Problem requirements: Lines with the string "flower" must each be copied from the listing.

Working data:
####################
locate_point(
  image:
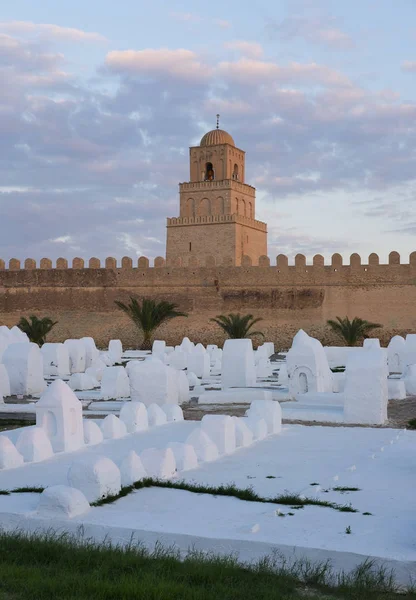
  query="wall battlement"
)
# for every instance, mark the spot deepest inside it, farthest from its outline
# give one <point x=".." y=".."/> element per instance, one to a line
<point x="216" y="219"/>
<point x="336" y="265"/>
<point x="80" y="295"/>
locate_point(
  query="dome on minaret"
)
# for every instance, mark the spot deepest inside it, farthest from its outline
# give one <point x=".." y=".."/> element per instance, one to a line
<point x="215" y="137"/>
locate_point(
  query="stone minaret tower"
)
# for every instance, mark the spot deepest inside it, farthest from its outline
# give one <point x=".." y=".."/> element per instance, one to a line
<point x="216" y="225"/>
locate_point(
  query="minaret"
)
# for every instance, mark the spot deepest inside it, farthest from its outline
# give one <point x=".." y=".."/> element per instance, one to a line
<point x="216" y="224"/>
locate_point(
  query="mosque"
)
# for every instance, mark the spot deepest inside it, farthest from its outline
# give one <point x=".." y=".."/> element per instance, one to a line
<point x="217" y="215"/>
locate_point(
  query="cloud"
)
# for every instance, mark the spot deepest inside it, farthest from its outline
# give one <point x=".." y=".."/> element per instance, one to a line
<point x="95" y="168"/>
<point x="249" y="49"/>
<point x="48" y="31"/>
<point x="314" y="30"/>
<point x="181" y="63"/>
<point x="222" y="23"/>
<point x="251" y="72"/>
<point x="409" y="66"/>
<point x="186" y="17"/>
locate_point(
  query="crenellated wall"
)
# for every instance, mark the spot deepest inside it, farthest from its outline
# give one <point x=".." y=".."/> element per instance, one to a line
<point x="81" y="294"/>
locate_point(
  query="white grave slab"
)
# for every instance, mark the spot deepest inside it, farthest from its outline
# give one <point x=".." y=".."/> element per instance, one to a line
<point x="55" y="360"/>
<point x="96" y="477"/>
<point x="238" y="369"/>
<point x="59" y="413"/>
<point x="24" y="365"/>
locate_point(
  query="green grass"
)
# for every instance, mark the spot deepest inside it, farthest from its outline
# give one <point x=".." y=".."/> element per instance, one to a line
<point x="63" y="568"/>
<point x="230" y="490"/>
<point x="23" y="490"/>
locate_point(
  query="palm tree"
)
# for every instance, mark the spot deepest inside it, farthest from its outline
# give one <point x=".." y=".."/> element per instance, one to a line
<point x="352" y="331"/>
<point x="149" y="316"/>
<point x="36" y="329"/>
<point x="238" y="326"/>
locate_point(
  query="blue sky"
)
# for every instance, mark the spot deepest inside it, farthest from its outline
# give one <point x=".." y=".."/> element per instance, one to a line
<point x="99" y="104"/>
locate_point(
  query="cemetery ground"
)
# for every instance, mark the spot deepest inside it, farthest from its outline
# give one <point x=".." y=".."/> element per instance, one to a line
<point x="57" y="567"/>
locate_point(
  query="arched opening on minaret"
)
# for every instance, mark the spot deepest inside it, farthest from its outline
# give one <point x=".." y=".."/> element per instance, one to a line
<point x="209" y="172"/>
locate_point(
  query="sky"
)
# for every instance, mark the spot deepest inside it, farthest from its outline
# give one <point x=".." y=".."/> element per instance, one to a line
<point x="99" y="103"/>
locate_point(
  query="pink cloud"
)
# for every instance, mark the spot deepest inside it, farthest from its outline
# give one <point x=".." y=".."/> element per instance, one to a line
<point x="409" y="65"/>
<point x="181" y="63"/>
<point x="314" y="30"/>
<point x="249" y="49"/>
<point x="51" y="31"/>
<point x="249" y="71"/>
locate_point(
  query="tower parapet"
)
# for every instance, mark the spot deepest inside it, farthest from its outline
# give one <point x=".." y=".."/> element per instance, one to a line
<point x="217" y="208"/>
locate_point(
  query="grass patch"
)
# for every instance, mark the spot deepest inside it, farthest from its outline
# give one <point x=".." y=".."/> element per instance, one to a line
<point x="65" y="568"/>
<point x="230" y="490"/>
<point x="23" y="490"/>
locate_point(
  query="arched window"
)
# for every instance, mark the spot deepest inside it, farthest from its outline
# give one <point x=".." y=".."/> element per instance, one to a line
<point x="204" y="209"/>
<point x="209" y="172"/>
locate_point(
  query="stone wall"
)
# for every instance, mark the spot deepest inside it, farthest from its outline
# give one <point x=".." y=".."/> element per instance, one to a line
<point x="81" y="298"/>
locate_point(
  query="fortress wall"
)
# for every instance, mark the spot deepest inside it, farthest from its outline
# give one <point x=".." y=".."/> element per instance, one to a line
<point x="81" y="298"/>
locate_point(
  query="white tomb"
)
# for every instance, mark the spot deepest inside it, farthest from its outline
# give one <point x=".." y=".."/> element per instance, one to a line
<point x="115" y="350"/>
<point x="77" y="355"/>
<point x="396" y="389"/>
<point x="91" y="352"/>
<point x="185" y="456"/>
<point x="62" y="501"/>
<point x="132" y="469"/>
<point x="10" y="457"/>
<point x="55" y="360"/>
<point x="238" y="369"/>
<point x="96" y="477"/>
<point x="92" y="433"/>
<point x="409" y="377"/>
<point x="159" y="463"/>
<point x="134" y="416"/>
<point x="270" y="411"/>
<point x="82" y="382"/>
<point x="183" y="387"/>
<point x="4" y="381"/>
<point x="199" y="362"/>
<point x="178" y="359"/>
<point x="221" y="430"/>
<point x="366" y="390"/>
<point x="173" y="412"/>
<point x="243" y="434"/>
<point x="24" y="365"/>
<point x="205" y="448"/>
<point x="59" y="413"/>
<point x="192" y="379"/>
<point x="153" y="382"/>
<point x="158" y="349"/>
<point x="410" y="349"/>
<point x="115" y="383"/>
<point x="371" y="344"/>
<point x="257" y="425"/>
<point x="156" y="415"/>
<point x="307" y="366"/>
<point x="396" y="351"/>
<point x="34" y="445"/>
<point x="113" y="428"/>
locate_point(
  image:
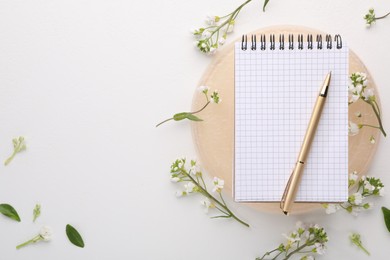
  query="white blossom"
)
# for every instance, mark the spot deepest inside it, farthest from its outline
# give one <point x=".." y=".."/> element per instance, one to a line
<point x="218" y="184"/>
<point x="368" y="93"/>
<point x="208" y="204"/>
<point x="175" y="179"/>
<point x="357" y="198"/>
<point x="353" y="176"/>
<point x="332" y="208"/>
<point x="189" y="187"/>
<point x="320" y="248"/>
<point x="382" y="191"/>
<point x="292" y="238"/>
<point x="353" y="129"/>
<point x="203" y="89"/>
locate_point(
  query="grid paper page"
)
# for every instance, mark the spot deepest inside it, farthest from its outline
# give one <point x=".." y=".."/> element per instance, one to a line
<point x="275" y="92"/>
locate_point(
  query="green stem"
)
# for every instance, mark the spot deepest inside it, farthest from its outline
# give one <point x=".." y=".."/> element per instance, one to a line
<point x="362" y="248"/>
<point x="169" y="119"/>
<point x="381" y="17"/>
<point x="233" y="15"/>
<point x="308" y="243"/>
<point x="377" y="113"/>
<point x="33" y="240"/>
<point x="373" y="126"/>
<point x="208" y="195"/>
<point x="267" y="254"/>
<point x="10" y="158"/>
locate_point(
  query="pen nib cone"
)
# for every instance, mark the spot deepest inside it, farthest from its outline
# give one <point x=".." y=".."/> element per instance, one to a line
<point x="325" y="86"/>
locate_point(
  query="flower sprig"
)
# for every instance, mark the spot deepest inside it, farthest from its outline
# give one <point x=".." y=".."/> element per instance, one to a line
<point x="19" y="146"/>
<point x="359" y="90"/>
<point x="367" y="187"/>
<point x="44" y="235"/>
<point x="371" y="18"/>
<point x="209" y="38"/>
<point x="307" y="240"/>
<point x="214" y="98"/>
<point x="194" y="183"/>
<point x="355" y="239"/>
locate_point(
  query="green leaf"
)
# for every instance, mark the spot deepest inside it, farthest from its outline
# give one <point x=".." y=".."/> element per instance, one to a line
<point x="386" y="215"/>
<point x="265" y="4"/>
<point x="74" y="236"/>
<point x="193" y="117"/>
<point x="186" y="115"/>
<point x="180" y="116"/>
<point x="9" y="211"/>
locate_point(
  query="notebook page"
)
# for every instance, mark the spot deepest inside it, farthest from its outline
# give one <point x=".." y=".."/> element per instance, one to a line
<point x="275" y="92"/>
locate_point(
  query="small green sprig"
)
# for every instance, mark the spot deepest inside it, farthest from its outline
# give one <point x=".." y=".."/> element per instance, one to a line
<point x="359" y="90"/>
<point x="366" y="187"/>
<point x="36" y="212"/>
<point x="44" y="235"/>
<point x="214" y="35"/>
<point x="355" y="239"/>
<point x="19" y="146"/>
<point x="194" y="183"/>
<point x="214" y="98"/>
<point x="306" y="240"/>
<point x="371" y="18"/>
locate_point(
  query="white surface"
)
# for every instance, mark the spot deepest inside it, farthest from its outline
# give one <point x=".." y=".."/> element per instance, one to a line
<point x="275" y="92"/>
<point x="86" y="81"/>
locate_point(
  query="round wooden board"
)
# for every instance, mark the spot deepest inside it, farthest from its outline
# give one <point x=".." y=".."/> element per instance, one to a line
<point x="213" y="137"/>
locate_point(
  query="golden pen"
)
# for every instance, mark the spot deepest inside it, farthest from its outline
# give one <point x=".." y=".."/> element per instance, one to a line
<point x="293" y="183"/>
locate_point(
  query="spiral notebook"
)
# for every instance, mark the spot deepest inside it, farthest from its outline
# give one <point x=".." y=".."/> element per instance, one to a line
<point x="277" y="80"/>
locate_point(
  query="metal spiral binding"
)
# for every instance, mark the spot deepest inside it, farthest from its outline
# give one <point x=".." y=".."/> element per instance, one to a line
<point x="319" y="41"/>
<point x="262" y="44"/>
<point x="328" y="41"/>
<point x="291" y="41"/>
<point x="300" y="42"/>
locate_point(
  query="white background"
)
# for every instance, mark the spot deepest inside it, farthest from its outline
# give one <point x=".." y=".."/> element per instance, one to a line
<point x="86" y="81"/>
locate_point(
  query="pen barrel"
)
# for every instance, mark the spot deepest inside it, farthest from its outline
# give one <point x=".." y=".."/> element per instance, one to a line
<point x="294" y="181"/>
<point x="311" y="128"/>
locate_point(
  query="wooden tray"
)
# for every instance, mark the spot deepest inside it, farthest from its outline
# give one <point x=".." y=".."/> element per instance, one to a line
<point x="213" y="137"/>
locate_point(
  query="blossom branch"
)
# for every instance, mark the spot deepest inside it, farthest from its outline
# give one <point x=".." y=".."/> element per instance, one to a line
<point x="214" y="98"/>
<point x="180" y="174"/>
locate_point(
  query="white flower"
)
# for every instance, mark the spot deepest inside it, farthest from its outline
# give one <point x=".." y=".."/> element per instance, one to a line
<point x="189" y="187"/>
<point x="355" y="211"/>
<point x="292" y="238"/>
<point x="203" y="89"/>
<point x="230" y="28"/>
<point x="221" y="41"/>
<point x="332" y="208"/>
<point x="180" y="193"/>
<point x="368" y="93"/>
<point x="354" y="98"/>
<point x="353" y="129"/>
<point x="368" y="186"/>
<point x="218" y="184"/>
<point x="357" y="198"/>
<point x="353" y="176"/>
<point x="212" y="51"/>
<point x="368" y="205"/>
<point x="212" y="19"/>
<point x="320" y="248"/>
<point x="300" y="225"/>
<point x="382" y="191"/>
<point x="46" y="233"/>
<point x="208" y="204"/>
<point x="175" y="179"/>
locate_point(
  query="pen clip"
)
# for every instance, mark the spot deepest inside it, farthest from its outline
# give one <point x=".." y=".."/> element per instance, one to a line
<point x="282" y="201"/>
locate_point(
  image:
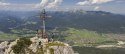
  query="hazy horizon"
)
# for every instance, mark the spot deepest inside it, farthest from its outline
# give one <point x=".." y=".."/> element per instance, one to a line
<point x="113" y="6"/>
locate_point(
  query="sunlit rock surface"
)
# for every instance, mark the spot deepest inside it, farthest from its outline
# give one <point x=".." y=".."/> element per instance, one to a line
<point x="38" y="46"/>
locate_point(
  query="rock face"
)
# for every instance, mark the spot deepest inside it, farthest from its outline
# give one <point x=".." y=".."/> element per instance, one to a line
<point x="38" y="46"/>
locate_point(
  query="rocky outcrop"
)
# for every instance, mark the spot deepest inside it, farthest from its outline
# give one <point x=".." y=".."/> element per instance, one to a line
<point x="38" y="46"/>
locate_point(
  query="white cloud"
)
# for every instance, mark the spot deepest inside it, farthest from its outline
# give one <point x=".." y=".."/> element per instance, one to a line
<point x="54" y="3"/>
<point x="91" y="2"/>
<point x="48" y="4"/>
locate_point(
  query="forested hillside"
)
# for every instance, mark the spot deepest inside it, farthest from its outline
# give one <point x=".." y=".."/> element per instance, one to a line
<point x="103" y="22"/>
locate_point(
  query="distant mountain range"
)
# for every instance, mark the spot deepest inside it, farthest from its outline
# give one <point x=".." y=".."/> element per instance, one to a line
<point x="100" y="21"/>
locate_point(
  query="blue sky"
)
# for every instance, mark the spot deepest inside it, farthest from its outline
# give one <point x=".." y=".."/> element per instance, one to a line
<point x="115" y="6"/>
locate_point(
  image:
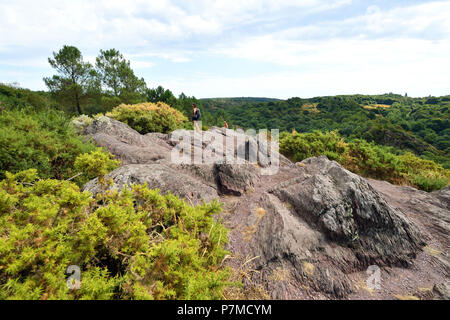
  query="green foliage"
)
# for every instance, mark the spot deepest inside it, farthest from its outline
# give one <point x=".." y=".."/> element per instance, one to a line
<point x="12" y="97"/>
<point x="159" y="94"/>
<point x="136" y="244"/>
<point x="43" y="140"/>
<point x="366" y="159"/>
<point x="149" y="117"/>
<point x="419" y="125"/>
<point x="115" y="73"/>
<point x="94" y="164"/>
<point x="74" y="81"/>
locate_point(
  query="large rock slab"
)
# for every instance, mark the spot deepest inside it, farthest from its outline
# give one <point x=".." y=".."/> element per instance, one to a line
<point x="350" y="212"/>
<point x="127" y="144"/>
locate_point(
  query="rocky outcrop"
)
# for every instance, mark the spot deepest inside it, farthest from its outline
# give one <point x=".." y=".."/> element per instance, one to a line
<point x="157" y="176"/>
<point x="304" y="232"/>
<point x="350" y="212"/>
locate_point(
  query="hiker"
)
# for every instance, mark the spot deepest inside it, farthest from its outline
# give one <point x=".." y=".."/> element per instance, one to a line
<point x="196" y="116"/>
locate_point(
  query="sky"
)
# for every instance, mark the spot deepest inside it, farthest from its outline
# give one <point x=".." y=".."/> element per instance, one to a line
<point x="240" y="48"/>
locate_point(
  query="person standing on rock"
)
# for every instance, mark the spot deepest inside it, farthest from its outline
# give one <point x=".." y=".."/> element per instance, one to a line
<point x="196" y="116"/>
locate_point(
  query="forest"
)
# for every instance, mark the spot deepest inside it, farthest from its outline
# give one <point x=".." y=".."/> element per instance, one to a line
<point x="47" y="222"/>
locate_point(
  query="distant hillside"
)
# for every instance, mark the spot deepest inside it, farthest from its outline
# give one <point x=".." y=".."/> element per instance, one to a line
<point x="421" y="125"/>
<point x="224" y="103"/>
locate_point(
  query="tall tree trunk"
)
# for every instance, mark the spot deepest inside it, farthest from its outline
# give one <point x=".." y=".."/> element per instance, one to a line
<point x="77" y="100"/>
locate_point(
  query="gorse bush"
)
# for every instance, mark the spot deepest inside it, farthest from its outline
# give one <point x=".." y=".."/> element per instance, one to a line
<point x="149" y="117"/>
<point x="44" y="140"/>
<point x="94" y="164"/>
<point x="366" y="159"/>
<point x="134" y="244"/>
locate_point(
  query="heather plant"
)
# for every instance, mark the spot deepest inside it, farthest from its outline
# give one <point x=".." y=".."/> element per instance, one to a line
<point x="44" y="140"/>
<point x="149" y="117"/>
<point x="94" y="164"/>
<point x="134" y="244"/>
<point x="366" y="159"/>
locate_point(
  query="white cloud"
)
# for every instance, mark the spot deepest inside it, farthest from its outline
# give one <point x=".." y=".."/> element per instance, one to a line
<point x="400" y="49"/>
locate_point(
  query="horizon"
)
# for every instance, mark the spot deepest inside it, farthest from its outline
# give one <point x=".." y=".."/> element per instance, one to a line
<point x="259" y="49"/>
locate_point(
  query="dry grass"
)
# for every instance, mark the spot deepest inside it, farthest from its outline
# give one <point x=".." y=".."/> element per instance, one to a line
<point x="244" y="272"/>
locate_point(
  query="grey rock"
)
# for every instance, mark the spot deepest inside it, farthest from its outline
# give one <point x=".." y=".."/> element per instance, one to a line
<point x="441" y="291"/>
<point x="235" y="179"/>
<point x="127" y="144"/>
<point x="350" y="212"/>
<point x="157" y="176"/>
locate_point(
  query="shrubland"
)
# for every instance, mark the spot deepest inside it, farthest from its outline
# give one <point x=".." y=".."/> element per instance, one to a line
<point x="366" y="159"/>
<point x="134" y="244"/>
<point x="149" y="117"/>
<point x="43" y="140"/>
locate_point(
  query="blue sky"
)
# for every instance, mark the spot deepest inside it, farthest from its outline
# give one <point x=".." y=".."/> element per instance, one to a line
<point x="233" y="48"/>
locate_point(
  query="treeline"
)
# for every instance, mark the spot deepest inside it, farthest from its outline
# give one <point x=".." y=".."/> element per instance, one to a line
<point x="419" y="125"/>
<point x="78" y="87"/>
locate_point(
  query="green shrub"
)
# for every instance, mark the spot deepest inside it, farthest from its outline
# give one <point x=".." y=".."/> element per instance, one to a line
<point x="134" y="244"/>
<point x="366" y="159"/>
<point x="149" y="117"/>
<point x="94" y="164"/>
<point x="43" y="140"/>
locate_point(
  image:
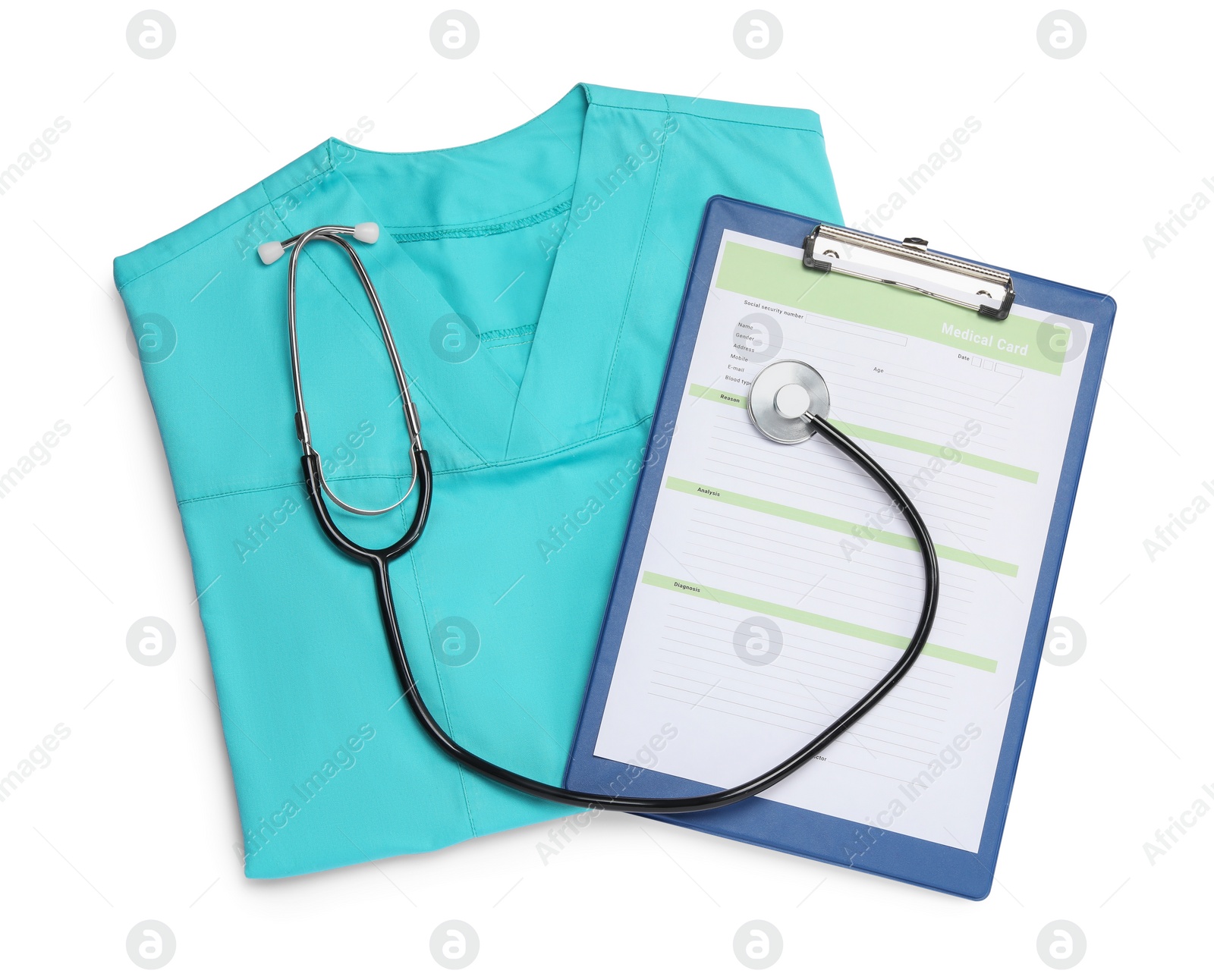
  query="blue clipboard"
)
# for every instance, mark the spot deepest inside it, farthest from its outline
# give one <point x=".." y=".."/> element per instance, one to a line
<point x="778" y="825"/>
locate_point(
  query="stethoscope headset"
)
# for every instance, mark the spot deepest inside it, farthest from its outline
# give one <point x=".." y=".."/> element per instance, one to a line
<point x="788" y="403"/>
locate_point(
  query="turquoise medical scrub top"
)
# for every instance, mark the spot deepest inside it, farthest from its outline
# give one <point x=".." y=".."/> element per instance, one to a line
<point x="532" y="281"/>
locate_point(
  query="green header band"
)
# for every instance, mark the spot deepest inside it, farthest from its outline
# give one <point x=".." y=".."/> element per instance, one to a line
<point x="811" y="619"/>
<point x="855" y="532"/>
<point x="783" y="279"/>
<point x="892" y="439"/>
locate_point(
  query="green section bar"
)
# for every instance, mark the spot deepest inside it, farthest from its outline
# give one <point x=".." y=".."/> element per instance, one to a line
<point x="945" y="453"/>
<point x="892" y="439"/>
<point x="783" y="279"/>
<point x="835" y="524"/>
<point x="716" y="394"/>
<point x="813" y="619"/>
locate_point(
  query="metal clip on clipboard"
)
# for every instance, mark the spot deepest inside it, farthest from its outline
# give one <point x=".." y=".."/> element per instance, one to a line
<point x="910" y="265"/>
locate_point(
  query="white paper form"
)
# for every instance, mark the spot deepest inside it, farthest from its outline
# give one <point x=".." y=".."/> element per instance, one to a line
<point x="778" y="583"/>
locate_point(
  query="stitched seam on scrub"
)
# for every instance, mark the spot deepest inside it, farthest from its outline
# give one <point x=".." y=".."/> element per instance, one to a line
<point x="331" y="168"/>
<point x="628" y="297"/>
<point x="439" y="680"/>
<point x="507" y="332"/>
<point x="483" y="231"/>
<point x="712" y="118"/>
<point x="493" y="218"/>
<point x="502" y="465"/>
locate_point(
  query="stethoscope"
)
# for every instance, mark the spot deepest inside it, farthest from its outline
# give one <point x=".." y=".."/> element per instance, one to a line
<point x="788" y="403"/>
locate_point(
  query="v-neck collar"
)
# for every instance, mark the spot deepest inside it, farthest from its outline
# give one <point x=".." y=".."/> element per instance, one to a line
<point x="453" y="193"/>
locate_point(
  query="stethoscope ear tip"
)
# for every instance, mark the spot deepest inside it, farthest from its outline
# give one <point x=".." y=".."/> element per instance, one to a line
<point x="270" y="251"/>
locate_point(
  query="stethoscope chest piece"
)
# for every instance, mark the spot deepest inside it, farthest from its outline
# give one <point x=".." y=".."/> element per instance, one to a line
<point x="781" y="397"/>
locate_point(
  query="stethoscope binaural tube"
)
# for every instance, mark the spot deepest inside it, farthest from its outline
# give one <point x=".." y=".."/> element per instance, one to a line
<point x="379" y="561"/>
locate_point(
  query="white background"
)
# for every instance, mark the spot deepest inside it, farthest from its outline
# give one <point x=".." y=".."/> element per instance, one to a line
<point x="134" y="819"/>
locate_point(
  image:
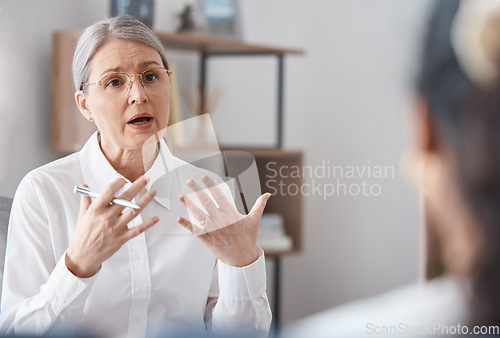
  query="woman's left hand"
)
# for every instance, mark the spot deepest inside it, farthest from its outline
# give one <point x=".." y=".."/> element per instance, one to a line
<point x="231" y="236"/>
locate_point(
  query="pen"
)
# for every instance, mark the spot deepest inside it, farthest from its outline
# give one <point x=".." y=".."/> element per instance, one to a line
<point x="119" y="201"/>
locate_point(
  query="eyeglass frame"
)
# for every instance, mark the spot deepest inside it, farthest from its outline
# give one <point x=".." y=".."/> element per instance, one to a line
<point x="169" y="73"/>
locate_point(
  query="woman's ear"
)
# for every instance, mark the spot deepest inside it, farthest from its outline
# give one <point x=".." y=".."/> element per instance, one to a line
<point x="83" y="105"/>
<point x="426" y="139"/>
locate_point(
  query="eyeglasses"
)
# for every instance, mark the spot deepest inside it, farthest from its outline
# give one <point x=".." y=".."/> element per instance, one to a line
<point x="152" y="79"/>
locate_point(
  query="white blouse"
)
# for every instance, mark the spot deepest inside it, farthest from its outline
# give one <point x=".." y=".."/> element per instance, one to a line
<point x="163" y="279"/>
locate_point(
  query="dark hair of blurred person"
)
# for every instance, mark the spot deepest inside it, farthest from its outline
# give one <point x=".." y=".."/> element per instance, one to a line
####################
Expected answer:
  query="flower sprig"
  query="white flower"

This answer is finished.